* _Instructions to follow_
Copy out exactly the lines from the line containing "Where can the boy's" to the end of the listing.

Location identification entries
========================

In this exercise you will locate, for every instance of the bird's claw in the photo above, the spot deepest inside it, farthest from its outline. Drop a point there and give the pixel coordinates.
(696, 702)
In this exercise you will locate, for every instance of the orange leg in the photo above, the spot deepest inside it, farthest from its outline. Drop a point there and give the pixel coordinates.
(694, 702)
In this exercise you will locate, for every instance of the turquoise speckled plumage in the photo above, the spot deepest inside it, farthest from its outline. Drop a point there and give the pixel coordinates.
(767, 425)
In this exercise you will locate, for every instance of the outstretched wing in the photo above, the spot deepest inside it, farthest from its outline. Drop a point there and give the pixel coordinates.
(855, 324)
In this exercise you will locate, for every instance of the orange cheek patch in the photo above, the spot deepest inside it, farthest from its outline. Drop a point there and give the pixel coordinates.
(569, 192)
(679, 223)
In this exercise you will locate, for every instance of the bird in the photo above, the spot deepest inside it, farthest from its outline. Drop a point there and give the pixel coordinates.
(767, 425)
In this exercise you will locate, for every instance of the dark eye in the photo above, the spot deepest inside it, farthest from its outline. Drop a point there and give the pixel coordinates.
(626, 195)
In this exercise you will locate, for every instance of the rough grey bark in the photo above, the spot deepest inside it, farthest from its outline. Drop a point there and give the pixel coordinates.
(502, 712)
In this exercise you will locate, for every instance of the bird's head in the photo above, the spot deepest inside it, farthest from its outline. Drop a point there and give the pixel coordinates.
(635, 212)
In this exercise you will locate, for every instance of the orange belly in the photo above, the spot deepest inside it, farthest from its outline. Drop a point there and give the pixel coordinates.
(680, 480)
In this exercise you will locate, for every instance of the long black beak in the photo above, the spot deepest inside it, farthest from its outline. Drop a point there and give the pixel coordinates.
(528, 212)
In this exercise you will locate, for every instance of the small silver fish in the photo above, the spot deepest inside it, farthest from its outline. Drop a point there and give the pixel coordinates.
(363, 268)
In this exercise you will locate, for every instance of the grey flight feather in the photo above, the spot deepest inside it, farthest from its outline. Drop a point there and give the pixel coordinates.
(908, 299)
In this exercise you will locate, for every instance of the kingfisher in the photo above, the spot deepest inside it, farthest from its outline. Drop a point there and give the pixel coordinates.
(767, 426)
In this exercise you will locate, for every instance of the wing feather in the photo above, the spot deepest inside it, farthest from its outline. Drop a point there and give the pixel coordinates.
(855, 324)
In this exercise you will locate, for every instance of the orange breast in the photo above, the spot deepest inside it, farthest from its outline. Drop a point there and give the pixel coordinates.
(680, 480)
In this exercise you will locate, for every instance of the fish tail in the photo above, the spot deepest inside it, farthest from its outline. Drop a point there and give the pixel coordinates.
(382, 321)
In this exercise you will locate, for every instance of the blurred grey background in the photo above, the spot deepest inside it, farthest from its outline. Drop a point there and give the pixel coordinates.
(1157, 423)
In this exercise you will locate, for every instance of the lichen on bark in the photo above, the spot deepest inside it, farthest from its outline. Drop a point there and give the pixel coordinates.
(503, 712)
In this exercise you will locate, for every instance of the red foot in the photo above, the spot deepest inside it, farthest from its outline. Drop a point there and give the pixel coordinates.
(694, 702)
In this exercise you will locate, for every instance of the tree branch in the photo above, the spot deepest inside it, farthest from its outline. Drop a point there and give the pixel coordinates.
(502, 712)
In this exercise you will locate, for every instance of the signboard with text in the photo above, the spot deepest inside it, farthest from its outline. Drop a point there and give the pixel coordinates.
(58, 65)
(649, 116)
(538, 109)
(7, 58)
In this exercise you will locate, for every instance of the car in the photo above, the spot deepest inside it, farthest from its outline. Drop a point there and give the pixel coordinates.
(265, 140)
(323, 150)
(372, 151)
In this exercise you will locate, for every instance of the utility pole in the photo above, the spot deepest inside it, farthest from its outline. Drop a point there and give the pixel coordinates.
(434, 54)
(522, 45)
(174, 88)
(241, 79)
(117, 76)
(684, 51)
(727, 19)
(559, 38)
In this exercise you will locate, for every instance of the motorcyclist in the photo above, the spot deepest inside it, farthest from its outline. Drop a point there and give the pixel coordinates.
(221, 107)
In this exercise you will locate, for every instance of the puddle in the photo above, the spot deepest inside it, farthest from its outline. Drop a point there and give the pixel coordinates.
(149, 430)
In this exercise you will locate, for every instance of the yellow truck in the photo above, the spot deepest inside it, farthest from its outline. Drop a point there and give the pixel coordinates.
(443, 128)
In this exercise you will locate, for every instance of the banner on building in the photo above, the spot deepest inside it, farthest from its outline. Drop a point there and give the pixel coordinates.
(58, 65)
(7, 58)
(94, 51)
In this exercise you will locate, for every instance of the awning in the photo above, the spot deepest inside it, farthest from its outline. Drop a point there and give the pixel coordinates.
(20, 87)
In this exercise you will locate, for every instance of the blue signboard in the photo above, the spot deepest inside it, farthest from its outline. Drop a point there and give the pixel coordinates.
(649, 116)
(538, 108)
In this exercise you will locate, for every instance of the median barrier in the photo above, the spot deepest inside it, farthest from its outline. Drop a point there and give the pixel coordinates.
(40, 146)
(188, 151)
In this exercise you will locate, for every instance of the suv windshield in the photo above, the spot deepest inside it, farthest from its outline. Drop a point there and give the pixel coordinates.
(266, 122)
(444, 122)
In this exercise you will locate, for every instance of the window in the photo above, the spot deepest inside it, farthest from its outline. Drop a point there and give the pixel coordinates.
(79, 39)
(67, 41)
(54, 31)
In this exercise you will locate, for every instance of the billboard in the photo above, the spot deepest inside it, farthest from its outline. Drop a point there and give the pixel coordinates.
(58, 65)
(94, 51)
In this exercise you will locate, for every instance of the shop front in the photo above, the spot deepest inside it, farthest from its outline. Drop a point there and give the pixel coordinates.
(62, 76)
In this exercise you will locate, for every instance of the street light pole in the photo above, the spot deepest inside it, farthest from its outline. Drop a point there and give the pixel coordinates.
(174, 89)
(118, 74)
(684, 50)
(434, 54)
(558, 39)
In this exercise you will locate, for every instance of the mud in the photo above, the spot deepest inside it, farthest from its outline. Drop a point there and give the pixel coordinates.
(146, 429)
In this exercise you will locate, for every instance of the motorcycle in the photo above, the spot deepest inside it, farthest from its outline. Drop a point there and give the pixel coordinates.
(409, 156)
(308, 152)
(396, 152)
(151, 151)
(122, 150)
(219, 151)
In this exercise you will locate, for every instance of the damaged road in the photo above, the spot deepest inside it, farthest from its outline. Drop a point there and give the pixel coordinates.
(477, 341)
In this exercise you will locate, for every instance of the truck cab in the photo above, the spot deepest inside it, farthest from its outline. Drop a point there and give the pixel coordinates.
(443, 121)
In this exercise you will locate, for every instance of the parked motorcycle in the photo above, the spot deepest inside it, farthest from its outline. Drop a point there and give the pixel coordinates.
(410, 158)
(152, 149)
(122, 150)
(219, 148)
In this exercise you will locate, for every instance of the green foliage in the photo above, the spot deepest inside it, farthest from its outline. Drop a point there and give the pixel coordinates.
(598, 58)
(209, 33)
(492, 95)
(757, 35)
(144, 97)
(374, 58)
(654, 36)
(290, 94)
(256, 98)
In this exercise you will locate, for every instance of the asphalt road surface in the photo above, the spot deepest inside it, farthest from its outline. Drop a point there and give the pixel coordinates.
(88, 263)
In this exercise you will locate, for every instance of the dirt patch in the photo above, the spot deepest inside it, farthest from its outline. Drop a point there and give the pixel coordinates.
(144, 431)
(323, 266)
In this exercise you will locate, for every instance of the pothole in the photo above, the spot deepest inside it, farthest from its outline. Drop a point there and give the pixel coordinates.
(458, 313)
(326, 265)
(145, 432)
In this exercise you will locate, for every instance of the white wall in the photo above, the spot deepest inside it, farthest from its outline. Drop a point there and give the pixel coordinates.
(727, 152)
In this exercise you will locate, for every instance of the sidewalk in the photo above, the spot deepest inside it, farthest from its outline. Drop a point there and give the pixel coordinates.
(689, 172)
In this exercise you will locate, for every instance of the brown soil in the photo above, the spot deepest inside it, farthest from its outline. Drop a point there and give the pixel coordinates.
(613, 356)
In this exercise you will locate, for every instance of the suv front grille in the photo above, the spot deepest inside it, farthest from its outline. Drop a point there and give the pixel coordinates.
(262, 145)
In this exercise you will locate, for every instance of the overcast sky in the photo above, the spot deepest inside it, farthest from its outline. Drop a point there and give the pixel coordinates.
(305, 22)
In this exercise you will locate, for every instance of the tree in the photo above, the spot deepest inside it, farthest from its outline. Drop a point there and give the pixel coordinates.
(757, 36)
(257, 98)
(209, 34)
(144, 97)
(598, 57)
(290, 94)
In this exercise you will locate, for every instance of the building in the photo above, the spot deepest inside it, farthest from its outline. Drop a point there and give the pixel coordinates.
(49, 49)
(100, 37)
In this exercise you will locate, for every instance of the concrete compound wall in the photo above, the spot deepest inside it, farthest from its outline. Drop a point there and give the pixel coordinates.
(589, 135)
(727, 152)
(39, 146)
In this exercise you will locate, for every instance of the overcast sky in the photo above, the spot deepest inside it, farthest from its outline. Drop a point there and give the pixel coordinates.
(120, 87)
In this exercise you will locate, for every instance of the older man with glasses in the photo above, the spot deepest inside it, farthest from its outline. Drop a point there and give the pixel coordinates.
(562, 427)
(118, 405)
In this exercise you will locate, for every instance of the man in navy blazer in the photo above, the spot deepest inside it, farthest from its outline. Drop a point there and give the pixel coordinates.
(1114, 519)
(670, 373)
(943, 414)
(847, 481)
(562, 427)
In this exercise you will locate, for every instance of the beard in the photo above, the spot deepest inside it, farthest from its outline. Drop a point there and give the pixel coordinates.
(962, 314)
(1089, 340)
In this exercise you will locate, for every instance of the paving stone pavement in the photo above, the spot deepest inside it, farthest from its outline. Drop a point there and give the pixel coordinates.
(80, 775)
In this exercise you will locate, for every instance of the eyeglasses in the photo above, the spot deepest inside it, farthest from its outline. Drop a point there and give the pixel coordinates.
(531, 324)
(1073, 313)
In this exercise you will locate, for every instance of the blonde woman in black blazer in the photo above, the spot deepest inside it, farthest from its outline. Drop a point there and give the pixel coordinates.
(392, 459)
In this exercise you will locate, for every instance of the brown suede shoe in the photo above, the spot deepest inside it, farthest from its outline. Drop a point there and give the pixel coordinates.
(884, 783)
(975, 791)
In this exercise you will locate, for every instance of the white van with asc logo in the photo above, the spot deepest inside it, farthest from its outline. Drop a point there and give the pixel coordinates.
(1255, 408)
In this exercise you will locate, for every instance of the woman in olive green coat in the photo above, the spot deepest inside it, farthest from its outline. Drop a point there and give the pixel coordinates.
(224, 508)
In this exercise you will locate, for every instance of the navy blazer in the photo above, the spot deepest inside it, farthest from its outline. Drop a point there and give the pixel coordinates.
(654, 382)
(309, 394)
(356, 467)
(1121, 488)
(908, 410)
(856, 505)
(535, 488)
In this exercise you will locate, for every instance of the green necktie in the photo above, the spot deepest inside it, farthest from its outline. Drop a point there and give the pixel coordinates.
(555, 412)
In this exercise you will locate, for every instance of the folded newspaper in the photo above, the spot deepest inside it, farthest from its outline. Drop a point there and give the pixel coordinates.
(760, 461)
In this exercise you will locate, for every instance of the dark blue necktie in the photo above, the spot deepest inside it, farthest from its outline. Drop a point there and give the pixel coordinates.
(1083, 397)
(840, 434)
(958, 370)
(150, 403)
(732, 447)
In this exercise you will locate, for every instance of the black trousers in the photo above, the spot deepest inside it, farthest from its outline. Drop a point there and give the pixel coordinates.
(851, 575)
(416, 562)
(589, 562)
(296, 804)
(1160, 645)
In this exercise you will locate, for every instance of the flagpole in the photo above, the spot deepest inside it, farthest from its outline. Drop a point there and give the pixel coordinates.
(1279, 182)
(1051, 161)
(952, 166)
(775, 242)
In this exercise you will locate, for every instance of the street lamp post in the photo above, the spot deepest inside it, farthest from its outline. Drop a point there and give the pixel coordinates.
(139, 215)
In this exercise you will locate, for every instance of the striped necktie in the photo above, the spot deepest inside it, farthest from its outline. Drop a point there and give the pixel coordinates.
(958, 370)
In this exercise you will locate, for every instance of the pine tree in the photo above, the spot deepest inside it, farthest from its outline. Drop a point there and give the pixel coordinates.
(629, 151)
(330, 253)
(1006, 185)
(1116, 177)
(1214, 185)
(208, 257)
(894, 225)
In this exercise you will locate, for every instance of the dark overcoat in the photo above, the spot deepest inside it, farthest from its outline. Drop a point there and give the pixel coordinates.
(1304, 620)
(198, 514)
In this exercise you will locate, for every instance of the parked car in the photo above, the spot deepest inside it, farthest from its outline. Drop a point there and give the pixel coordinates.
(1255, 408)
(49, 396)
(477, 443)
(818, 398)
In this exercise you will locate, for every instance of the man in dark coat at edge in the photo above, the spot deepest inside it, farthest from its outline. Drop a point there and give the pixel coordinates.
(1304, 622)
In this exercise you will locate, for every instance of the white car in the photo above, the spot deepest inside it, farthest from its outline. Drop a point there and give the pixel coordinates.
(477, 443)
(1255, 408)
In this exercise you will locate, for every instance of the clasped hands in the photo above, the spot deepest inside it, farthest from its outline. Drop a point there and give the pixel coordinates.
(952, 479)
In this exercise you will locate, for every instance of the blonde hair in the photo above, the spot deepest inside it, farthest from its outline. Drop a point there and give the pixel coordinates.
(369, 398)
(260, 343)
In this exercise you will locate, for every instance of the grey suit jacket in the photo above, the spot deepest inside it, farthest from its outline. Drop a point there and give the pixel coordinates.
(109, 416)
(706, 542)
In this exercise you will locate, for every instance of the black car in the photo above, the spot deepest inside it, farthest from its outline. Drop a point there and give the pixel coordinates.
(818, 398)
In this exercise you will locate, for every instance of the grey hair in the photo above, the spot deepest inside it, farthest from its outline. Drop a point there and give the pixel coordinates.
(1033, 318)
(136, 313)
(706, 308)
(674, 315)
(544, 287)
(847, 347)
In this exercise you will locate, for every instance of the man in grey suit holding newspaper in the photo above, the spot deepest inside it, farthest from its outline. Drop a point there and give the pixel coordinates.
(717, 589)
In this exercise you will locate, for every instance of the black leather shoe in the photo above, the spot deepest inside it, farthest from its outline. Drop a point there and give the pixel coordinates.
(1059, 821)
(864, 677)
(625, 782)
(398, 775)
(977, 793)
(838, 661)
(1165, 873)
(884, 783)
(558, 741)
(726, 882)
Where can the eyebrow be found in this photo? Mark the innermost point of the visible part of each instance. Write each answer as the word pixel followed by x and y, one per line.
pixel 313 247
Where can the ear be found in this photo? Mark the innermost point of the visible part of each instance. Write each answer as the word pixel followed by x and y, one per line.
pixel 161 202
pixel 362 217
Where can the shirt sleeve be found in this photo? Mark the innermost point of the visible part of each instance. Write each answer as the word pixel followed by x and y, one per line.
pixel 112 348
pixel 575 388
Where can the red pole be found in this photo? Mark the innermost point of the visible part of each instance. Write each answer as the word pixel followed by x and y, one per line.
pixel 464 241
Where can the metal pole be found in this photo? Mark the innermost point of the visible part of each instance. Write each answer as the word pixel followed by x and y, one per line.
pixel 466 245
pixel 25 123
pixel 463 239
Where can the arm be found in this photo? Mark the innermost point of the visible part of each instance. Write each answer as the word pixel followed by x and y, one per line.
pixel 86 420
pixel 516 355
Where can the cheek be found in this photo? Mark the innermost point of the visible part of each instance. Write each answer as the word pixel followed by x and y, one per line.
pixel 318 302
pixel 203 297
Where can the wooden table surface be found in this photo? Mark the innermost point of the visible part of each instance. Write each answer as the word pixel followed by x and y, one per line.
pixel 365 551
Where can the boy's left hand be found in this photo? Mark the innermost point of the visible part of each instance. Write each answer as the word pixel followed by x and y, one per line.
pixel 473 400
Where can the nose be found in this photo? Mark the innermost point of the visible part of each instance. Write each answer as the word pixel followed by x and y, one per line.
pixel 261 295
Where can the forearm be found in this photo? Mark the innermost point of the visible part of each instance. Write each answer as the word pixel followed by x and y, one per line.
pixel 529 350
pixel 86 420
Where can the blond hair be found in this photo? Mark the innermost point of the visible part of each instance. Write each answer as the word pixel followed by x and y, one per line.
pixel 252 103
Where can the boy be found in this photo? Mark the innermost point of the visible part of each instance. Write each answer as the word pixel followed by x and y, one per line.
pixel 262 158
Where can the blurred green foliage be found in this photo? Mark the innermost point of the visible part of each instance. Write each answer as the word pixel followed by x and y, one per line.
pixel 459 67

========================

* _Exercise output_
Where can the boy's left hand be found in this photo? Mark the innermost point of the visible part of each instance. Write each answer as the word pixel followed by x and y, one per line.
pixel 473 400
Where can the nose be found in this photo? Mark the innermost point of the visible part of each instance. Write each answer as the word pixel followed by x and y, one per line.
pixel 261 295
Where can the forearm be found in this photo? Mark the innermost point of the visible part of each instance. Write each answer as the word pixel followed by x and y, one per line.
pixel 529 350
pixel 86 420
Where can the blond hair be found in this photo? Mark the innermost point of the visible part of each instance. Write each answer as the word pixel followed by x and y, one per line.
pixel 252 103
Where can the boy be found in this photo? Mark the innermost point of the visible part of each instance. Write each answer as the word pixel followed by x and y, one per line.
pixel 262 158
Where can the blurred green foliage be found in this photo? Mark the innermost point of the visible part of each instance. Write each answer as the word pixel followed by x and y, one per line.
pixel 459 67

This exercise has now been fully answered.